▶ _EXERCISE AIM_:
Extract every line of the data below that contains the word "legging", reproducing each such line in full.

§ §

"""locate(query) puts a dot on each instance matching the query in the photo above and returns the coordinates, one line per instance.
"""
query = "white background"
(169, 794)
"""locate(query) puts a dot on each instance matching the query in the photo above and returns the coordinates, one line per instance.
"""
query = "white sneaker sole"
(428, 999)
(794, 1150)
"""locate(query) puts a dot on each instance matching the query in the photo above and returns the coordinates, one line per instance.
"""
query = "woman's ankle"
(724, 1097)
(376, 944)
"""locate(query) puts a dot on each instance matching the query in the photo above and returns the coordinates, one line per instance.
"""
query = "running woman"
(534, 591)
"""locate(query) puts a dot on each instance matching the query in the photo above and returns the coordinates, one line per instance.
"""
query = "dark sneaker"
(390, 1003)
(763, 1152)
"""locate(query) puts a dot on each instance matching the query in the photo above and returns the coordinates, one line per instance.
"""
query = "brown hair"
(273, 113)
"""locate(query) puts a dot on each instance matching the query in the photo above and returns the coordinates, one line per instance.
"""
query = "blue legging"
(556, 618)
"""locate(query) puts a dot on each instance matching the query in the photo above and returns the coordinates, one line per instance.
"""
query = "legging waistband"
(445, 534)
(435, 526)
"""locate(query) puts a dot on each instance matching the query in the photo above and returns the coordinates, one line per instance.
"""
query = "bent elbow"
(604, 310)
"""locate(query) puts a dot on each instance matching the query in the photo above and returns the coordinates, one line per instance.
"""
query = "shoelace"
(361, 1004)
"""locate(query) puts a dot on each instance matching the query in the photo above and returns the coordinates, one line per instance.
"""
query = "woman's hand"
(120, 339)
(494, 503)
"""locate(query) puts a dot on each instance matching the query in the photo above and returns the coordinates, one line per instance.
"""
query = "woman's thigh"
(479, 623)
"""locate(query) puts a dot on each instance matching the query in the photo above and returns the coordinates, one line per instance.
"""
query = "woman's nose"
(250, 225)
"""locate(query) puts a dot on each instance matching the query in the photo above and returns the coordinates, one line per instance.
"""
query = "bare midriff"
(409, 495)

§ §

▶ _FULL RESPONSE_:
query = "blue legging"
query = "legging waistband"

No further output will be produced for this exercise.